_Work to complete_
Which lines in the listing below contain the string "engine"? Report every such line in full, counting only matches with the same capitalization.

_Record excerpts_

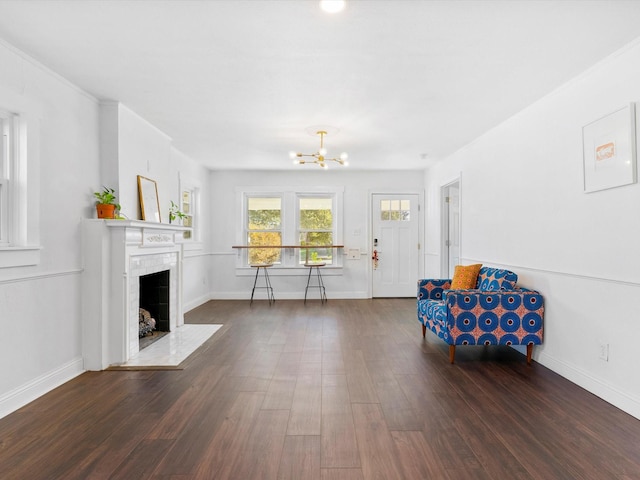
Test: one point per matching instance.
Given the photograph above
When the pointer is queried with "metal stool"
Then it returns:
(320, 285)
(267, 281)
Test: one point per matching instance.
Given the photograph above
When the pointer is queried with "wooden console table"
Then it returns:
(288, 246)
(297, 247)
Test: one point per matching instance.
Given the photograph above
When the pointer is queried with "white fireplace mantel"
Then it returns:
(116, 253)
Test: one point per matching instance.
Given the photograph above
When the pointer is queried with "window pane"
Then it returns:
(264, 255)
(264, 213)
(316, 214)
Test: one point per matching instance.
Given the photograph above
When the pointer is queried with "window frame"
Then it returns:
(21, 220)
(299, 229)
(248, 231)
(290, 225)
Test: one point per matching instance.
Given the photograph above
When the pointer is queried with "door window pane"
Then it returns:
(395, 210)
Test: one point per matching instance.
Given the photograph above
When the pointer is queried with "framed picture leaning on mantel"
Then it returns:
(148, 195)
(609, 150)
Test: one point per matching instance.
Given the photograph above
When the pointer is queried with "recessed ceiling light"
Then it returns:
(332, 6)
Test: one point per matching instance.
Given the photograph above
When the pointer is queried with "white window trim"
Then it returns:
(195, 242)
(290, 221)
(22, 248)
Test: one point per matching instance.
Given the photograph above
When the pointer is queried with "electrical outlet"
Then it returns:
(604, 352)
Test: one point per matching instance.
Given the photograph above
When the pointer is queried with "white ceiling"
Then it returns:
(236, 84)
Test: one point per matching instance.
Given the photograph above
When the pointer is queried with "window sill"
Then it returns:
(19, 256)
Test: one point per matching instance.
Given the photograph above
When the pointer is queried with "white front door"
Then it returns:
(396, 242)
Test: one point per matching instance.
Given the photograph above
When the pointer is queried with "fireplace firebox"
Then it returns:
(154, 297)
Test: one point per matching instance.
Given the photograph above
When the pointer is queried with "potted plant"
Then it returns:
(106, 205)
(174, 212)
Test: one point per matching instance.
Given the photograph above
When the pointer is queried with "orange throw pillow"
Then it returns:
(465, 277)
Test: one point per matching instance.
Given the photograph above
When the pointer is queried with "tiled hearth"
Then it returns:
(116, 254)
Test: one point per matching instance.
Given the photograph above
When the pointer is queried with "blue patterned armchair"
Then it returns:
(496, 312)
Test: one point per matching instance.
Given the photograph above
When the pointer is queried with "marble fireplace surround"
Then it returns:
(116, 253)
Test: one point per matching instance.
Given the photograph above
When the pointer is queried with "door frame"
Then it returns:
(421, 217)
(444, 224)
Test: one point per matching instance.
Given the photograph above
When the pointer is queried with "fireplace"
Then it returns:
(117, 255)
(155, 298)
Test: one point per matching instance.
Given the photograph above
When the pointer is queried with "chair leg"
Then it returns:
(270, 295)
(307, 287)
(254, 285)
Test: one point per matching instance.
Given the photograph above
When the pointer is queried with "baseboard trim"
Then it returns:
(27, 393)
(290, 295)
(195, 303)
(608, 393)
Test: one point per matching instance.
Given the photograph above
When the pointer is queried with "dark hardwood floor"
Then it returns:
(345, 390)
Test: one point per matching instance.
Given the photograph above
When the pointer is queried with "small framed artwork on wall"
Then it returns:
(149, 204)
(609, 150)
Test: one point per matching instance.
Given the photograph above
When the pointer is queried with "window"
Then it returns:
(188, 209)
(264, 228)
(6, 147)
(272, 216)
(315, 228)
(19, 197)
(395, 210)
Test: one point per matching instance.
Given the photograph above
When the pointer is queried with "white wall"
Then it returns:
(523, 207)
(40, 306)
(40, 344)
(354, 281)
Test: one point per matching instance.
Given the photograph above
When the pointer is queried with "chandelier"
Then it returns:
(319, 157)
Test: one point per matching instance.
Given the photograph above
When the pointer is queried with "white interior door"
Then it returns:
(451, 227)
(395, 228)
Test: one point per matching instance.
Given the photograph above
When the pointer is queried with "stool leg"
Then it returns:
(323, 293)
(254, 285)
(270, 295)
(307, 287)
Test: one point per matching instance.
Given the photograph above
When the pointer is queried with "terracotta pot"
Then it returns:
(106, 210)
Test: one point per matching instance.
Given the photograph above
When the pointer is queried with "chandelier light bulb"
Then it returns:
(332, 6)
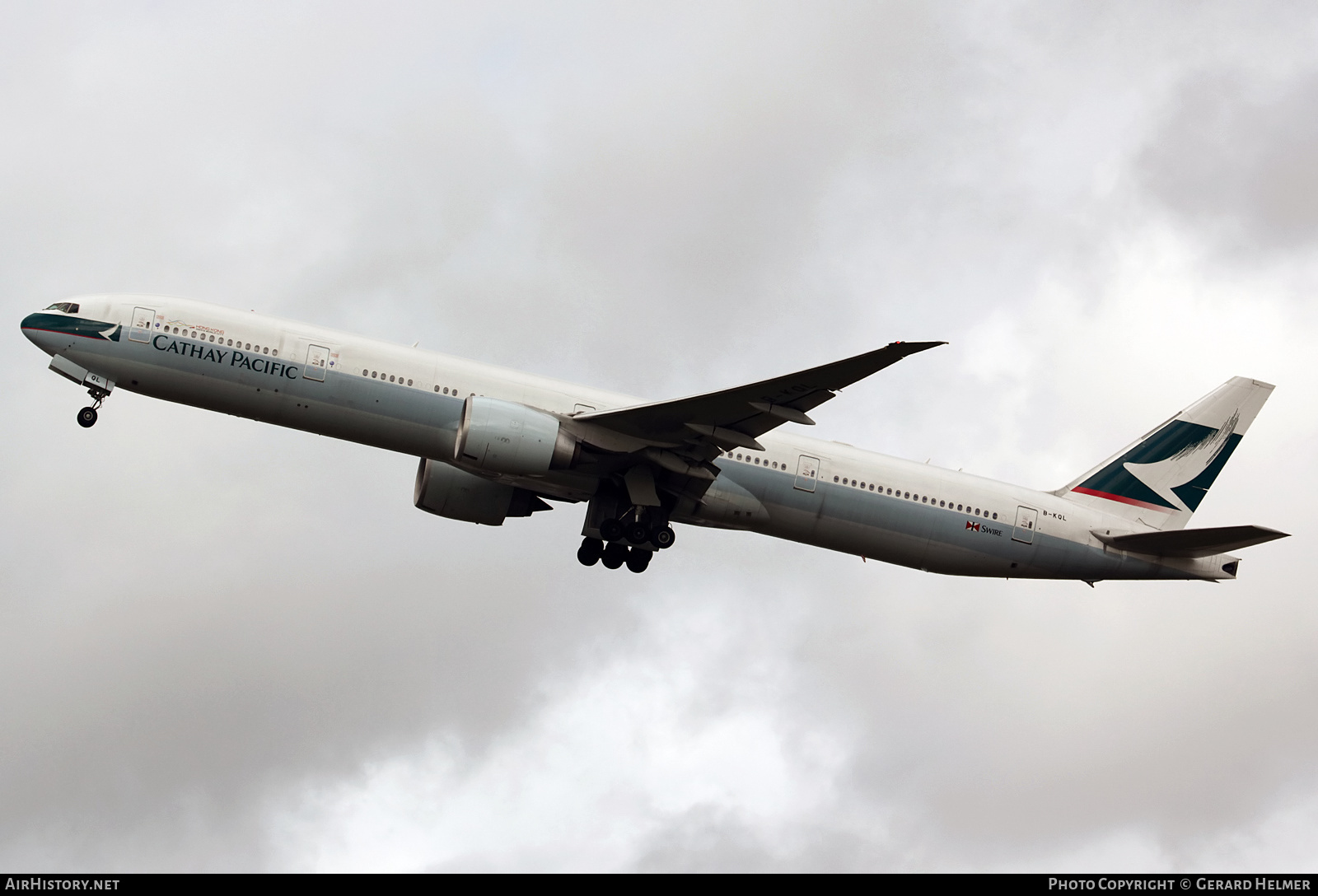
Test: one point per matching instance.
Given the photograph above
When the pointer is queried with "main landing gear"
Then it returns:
(628, 540)
(87, 415)
(593, 551)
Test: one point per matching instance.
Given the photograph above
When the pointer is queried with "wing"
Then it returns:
(1193, 542)
(733, 418)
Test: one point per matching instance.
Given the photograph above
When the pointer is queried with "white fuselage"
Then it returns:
(409, 401)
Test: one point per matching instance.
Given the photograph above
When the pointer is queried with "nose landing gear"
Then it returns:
(87, 415)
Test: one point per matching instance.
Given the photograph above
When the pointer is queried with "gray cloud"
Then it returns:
(227, 646)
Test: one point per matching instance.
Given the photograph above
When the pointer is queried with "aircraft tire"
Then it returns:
(613, 557)
(590, 551)
(663, 537)
(638, 559)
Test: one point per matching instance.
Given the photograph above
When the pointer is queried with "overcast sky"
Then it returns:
(224, 646)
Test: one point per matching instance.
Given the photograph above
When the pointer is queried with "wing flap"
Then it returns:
(1192, 542)
(748, 412)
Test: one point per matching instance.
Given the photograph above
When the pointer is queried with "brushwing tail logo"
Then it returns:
(1171, 471)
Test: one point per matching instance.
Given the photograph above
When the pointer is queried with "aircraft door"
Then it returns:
(318, 357)
(807, 474)
(1026, 520)
(142, 329)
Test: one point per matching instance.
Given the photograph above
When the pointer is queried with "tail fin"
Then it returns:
(1161, 478)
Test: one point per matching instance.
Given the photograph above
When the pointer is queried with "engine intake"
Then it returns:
(509, 438)
(446, 491)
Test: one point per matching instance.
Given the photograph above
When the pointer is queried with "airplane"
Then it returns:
(496, 445)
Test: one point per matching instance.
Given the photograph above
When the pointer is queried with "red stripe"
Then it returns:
(1124, 500)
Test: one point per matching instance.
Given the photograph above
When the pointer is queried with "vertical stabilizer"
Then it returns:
(1161, 478)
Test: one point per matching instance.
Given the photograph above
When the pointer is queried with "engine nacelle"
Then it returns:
(448, 492)
(509, 438)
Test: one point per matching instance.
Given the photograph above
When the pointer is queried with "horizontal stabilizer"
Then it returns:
(1192, 542)
(737, 417)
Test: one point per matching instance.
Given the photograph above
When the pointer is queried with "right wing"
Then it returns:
(733, 418)
(1192, 542)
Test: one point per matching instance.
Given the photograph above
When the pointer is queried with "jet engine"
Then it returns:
(448, 492)
(509, 438)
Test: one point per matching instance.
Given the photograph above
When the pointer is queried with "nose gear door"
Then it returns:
(807, 474)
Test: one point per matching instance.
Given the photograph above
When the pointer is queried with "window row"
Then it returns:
(926, 498)
(263, 349)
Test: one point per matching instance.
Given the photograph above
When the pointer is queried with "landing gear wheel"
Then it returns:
(590, 551)
(613, 557)
(663, 537)
(638, 559)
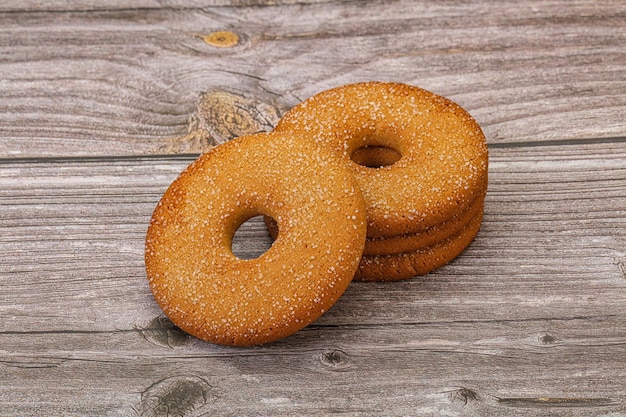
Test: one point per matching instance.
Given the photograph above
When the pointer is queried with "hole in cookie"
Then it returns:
(375, 156)
(251, 239)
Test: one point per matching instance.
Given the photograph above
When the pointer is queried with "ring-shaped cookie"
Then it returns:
(444, 158)
(209, 292)
(394, 245)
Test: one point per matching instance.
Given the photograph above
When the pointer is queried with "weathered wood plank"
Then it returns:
(529, 320)
(557, 223)
(88, 81)
(576, 368)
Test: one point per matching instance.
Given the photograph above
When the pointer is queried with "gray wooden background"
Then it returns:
(102, 104)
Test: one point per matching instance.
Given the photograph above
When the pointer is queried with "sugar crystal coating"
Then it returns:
(209, 292)
(444, 158)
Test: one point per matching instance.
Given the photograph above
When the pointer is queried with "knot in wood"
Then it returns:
(176, 396)
(464, 396)
(221, 39)
(548, 339)
(335, 359)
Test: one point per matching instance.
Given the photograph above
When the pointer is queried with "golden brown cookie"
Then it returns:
(392, 245)
(420, 262)
(443, 163)
(209, 292)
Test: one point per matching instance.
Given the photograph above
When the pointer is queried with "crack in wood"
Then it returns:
(541, 402)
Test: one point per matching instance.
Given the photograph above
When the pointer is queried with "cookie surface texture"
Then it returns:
(443, 152)
(420, 262)
(212, 294)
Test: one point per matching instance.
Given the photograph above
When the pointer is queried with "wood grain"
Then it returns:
(103, 104)
(539, 296)
(89, 79)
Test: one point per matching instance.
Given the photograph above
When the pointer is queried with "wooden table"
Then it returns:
(103, 104)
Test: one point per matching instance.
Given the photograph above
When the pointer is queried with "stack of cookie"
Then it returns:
(371, 181)
(421, 162)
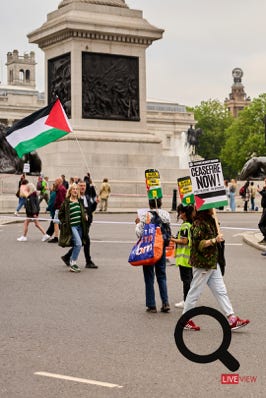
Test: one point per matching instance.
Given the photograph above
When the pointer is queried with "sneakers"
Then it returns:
(153, 310)
(74, 268)
(22, 239)
(165, 307)
(180, 305)
(45, 237)
(90, 264)
(66, 260)
(190, 325)
(53, 240)
(235, 322)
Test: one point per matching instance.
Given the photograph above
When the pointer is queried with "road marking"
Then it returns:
(78, 380)
(113, 241)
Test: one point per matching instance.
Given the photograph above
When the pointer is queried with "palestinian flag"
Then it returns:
(39, 129)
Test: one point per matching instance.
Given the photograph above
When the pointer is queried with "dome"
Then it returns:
(113, 3)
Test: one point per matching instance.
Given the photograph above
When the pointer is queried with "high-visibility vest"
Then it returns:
(182, 252)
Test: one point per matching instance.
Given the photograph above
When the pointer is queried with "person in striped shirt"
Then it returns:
(73, 229)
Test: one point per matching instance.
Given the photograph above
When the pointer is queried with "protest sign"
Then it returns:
(184, 185)
(153, 184)
(208, 184)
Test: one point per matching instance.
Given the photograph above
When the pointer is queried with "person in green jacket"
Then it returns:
(183, 245)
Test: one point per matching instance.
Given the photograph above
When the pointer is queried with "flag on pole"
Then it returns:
(39, 129)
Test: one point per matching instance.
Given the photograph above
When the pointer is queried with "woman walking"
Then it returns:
(73, 224)
(206, 270)
(159, 268)
(32, 211)
(183, 245)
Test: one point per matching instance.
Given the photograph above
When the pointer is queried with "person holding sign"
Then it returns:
(183, 245)
(159, 268)
(206, 270)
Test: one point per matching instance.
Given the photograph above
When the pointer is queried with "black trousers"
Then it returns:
(262, 223)
(186, 276)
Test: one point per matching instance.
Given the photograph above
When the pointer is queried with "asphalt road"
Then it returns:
(66, 335)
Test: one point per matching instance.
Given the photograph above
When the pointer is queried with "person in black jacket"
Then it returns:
(90, 204)
(32, 211)
(262, 222)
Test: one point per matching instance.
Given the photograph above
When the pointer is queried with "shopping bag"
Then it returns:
(149, 248)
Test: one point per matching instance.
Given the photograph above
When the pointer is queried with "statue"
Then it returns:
(254, 168)
(10, 163)
(193, 139)
(237, 75)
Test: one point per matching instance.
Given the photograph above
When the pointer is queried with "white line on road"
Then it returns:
(78, 380)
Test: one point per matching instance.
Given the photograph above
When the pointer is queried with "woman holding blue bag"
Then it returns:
(159, 268)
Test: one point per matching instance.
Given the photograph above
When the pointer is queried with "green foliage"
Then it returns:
(245, 137)
(213, 118)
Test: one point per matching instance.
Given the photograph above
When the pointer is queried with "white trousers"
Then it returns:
(214, 279)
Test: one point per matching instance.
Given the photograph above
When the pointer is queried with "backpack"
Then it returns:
(165, 227)
(242, 191)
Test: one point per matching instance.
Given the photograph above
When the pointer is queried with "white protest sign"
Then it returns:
(208, 184)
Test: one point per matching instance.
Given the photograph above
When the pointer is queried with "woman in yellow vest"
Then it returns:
(183, 245)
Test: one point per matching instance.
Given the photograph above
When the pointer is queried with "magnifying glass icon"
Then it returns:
(221, 353)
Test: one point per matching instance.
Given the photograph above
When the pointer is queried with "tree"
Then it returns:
(245, 138)
(213, 118)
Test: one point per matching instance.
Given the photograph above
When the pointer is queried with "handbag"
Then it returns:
(149, 248)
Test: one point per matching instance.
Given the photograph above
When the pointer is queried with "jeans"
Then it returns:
(252, 202)
(77, 241)
(186, 276)
(262, 223)
(86, 249)
(21, 203)
(232, 201)
(159, 269)
(213, 278)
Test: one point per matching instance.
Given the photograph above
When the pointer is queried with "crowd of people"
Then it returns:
(71, 206)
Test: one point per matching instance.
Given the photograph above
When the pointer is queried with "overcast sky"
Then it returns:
(202, 43)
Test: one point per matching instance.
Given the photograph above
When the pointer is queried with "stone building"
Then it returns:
(95, 62)
(238, 99)
(19, 97)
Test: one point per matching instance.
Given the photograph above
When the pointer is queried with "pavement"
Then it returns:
(249, 237)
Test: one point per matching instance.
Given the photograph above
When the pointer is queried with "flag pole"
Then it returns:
(82, 153)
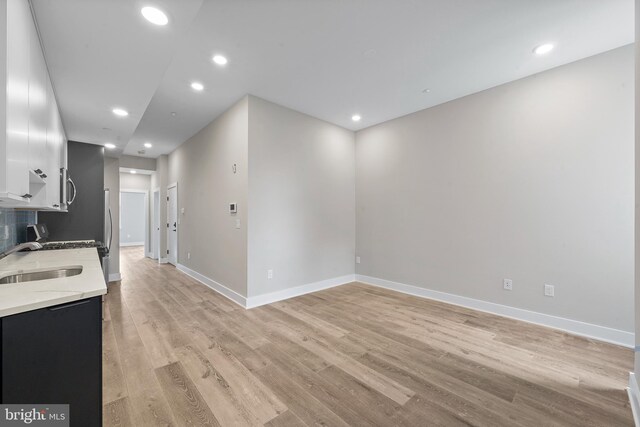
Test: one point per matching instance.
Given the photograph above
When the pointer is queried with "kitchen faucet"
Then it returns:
(29, 245)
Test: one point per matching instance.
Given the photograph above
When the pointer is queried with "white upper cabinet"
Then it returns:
(54, 152)
(34, 146)
(14, 170)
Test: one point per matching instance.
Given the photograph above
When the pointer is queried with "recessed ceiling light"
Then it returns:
(543, 48)
(220, 60)
(120, 112)
(155, 16)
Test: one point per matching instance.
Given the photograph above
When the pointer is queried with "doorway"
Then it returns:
(133, 219)
(155, 235)
(172, 224)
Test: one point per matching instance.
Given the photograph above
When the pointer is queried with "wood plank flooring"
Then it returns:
(177, 353)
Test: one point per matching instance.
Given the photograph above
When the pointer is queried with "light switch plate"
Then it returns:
(549, 290)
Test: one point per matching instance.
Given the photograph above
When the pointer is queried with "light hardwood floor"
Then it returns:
(177, 353)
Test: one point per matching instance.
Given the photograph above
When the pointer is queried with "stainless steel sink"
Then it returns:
(30, 276)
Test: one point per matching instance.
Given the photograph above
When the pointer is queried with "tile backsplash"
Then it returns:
(13, 227)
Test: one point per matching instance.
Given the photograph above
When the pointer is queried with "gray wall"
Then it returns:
(112, 182)
(133, 218)
(202, 167)
(301, 198)
(532, 180)
(137, 181)
(13, 227)
(637, 211)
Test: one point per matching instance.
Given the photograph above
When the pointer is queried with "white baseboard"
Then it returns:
(124, 245)
(589, 330)
(634, 395)
(298, 290)
(221, 289)
(269, 298)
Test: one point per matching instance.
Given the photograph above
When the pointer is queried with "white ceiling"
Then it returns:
(329, 59)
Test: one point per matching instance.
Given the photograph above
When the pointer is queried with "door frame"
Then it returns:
(146, 215)
(170, 186)
(155, 234)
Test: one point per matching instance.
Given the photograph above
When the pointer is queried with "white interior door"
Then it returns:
(172, 225)
(155, 235)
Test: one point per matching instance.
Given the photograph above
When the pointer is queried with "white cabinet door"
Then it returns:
(54, 141)
(37, 105)
(16, 167)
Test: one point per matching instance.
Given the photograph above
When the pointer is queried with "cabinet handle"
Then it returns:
(69, 305)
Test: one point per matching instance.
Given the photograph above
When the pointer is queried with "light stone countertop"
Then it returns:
(20, 297)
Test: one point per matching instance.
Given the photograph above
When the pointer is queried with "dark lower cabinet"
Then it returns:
(54, 356)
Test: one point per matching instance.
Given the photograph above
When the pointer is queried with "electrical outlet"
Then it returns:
(549, 290)
(4, 232)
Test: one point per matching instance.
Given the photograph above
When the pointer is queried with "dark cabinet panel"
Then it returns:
(54, 355)
(84, 219)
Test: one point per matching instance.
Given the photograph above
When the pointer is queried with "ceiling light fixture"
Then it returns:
(220, 60)
(155, 16)
(120, 112)
(543, 49)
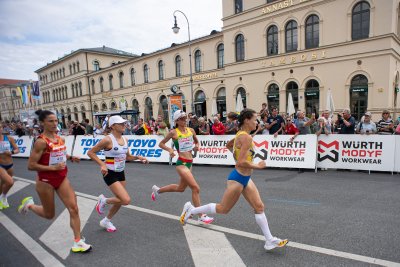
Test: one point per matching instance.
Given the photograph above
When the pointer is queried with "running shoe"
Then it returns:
(186, 212)
(275, 242)
(81, 246)
(24, 207)
(108, 225)
(154, 194)
(101, 203)
(205, 219)
(4, 203)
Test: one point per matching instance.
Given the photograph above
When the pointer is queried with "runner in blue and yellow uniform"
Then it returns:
(239, 181)
(184, 140)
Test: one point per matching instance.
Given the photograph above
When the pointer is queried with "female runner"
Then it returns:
(239, 182)
(48, 158)
(185, 140)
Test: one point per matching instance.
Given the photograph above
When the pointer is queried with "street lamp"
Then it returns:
(176, 30)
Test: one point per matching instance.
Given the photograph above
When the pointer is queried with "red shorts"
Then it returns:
(54, 181)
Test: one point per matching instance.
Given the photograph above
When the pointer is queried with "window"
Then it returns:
(133, 80)
(160, 70)
(146, 73)
(101, 84)
(272, 40)
(238, 6)
(291, 36)
(121, 79)
(197, 61)
(312, 31)
(178, 61)
(110, 77)
(220, 56)
(96, 65)
(239, 47)
(360, 21)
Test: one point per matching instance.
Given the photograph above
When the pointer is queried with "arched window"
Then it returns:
(359, 96)
(121, 79)
(242, 93)
(360, 21)
(238, 6)
(148, 110)
(163, 110)
(312, 97)
(291, 36)
(200, 105)
(133, 80)
(272, 40)
(273, 96)
(220, 56)
(96, 65)
(293, 88)
(160, 70)
(146, 73)
(312, 31)
(93, 88)
(239, 47)
(197, 61)
(110, 77)
(101, 81)
(178, 61)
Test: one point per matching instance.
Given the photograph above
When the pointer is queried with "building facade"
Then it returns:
(266, 50)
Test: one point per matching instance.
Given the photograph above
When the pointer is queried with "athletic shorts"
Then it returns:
(6, 167)
(185, 162)
(113, 177)
(236, 176)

_Complete response_
When the pointer is queried with "engine intake"
When the pointer is queried with "engine nacelle"
When the pointer is queried with "jet engine"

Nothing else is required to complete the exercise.